# Instructions
1. In the passage on online communication in foreign language teaching, what do language teachers hope networked interactions with native speakers will result in?
2. Pick up the passage on online communication in foreign language teaching and continue writing it from the point where it stops.

# Extract to read
To Teach or not to Teach? Online Communication and Foreign Language Pedagogy in the Digital World. A Case Study.
(Rosalie Sitman)

Rosalie Sitman
rsitman@post.tau.ac.il
Tel Aviv University
Tel Aviv
Israel

The abundant literature on computer assisted language learning clearly reflects the growing trend among language instructors towards using online communication as a pedagogical tool, whether to provide students new means of approaching language and culture or a multimedia platform for teachers to experiment with innovative and more dynamic forms of assessment. In a multicultural and multilingual environment such as Israel – and one which is technologically advanced to boot – language teachers have been quick to realise the potential of net-based collaborative frameworks as valuable learning opportunities in foreign language pedagogy, second language acquisition and intercultural exploration. Situated far away from countries where the target language is spoken and often hard-pressed for up-to-date teaching materials and relevant professional literature, language teachers tend to look to computer mediated communication not just as a means for extending the learning experience beyond the walls of the classroom but, more importantly, as a medium for establishing genuine communication with native speakers of the target language, in the hope that these networked interactions will result in both improved linguistic competence and intercultural literacy.

# Data excerpts
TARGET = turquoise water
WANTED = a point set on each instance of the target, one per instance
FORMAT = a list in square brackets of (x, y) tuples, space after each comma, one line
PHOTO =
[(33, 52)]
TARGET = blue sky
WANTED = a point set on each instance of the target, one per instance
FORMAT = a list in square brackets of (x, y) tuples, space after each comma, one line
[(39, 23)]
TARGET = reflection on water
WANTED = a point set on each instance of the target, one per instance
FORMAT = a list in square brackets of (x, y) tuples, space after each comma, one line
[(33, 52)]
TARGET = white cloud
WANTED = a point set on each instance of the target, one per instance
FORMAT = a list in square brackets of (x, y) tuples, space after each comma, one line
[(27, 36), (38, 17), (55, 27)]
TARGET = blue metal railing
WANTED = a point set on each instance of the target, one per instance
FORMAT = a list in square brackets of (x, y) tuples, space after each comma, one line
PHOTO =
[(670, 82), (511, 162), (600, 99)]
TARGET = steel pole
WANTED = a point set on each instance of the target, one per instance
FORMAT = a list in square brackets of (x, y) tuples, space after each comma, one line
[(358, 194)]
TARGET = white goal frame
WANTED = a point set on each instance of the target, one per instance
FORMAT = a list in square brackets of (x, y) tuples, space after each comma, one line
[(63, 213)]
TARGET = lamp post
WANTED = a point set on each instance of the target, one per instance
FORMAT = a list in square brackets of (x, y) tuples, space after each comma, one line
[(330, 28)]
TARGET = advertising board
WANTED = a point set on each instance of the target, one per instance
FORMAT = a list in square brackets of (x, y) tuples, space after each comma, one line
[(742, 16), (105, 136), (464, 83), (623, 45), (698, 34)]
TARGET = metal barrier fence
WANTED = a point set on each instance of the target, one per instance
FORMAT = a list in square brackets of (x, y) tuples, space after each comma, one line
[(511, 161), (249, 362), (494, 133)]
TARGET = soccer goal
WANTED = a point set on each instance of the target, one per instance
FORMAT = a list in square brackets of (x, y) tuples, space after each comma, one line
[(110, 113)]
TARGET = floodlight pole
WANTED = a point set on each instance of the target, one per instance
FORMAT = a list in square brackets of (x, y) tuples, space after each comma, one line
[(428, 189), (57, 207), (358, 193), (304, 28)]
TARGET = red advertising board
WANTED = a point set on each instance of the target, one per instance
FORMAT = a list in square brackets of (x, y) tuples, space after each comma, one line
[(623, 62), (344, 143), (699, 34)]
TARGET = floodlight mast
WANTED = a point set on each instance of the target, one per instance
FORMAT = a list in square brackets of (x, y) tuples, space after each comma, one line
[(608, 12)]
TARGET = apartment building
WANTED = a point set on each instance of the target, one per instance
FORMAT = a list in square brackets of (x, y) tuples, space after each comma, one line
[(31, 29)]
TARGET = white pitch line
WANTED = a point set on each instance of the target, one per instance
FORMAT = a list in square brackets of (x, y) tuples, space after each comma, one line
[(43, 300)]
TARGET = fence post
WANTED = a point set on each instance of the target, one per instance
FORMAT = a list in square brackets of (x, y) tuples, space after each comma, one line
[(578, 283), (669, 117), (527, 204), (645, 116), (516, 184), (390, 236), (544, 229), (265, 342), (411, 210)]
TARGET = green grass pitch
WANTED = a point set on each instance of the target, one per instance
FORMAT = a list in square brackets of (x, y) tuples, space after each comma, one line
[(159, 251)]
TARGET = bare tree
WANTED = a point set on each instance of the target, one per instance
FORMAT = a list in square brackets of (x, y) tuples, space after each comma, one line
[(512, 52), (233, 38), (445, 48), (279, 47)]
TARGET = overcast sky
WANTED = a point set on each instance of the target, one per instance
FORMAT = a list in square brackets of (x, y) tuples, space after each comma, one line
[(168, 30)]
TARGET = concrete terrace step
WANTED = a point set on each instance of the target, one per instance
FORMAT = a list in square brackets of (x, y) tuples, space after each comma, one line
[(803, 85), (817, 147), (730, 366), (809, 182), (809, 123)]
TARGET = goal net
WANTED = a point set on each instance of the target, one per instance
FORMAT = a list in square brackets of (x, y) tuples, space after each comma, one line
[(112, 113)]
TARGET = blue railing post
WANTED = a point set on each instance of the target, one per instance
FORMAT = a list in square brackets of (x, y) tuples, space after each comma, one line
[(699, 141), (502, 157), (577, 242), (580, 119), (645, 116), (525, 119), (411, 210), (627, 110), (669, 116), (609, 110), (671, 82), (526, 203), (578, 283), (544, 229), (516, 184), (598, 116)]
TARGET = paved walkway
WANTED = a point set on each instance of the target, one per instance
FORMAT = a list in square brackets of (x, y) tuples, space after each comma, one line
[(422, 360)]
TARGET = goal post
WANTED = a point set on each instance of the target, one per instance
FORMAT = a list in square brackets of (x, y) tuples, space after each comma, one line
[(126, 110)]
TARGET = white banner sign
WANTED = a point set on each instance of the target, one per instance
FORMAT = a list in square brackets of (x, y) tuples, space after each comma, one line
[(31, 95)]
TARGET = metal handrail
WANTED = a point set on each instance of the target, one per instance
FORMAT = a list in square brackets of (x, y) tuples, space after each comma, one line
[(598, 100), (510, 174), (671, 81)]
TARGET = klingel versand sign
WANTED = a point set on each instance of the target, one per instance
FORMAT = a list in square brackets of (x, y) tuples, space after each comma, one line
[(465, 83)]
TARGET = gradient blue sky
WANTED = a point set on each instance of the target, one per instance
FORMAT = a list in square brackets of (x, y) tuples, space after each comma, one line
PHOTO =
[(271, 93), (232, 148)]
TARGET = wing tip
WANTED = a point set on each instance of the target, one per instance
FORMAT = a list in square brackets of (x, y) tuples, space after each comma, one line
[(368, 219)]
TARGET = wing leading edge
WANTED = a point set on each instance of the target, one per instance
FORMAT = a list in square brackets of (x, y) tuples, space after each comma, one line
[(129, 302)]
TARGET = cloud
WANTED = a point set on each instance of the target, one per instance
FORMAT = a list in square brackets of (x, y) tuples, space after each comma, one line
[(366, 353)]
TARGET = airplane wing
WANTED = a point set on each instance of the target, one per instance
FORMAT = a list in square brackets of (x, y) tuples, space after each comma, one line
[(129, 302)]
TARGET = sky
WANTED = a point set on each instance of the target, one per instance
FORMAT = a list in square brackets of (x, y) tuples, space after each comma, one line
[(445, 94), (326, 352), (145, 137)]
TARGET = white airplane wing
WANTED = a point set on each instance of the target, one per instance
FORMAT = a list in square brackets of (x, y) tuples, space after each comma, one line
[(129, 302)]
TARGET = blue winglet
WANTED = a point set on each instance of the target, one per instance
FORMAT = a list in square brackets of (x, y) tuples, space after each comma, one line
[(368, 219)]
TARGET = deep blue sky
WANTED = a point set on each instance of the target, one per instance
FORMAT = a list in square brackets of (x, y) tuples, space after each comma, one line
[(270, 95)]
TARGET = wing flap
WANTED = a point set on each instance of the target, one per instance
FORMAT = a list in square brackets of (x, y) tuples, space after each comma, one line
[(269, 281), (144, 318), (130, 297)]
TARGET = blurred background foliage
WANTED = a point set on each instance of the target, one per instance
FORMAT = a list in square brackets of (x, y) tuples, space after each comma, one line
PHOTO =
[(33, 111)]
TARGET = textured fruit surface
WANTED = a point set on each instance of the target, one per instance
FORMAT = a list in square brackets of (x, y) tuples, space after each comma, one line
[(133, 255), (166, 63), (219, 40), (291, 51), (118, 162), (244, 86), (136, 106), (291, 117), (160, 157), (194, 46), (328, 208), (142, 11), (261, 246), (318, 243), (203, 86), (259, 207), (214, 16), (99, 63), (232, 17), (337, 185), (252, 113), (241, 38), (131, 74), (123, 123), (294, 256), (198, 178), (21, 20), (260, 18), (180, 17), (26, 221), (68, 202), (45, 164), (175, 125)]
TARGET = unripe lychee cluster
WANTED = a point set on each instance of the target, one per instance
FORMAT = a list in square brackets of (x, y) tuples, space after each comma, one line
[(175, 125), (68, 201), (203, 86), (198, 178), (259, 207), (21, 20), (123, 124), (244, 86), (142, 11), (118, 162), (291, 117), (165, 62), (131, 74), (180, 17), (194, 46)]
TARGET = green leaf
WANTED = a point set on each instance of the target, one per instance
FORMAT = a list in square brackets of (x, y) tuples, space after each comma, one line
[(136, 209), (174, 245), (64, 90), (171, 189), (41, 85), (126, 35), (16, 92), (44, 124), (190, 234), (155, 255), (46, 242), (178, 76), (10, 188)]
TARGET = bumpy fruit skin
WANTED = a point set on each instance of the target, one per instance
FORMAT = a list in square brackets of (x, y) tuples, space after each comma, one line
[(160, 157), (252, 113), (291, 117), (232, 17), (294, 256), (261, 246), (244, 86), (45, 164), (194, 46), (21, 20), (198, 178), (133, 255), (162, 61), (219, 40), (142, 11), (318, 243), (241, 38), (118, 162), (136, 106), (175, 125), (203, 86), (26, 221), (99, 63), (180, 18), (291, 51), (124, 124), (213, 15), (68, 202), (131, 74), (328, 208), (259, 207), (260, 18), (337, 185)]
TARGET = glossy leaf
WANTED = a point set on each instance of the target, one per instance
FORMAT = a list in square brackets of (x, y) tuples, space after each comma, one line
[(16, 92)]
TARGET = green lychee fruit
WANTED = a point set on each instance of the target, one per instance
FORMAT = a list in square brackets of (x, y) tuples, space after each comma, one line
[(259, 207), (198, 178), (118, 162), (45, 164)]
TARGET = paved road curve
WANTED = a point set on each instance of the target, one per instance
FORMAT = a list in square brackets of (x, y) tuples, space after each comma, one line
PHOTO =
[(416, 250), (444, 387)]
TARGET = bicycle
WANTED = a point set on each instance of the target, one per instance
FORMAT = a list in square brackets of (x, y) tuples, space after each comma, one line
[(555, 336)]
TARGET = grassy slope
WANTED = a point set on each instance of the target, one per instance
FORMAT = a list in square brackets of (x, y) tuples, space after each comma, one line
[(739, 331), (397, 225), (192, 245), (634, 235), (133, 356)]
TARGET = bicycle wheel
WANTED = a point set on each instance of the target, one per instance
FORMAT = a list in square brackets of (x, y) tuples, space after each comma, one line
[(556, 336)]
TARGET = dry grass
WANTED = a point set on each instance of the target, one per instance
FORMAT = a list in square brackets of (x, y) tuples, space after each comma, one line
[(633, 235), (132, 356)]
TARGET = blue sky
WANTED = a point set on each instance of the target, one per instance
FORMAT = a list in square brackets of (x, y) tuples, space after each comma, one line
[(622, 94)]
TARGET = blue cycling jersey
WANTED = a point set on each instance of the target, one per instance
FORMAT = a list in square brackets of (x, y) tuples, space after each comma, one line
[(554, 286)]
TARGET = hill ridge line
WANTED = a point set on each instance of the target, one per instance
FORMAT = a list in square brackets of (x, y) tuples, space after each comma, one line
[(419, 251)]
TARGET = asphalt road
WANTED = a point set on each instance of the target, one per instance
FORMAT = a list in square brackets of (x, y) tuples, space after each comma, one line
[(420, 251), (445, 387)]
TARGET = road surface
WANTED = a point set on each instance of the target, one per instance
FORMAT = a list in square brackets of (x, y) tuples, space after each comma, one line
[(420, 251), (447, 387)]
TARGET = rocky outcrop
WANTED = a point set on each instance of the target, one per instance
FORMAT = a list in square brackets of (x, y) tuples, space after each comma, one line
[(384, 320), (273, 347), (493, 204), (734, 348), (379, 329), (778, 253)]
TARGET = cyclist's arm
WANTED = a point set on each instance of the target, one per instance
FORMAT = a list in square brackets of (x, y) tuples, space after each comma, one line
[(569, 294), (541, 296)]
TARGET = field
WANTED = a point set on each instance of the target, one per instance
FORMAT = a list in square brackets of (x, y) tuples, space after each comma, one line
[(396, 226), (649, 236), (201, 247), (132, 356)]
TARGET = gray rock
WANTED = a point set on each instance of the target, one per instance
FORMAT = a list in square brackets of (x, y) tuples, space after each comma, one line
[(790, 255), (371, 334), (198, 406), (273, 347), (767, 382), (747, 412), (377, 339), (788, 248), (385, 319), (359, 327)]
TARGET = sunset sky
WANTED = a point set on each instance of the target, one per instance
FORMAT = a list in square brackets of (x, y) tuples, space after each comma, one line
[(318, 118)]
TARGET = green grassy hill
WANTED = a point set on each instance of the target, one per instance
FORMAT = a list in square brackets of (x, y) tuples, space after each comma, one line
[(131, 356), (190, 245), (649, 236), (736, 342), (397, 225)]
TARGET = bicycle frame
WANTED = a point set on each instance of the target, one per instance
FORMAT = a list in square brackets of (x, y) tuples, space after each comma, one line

# Responses for each task
1. Improved linguistic competence and intercultural literacy.

2.
But does connectivity necessarily translate into learning? To what extent does online communication support language acquisition and promote cross-cultural understanding? This poster provides a preliminary glimpse at an online collaborative project between Spanish students at Tel Aviv University and Spanish teachers-to-be at the University of Barcelona that aims to answer these questions. Designed to foster learner autonomy and enhance language competence and intercultural awareness on the part of the Israeli students, and to hone teaching skills and abilities and enhance intercultural awareness on the part of the Barcelona teacher trainees, this series of web-based exchanges allows us to explore the blurry line separating linguistic interaction and extra-linguistic variables that inevitably affect the communication process, such as the role of the instructor as intercultural mediator, cross-cultural differences in communicative purpose, the affective responses of the interlocutors involved, objective institutional constraints… In the process, as they exchange viewpoints and perspectives, participants become actively involved in the reciprocal construction of their own as well as one another’s cultural spaces and identities, revealing that intra- and intercultural literacy is not transmitted but instead is negotiated, and indeed created, through linguistic interactions, interpretations, and responses to interpretations, according to the learners' capacity to view their own culture(s) in dynamic relation to another group's perspective, ultimately building a sense of community among all the participants.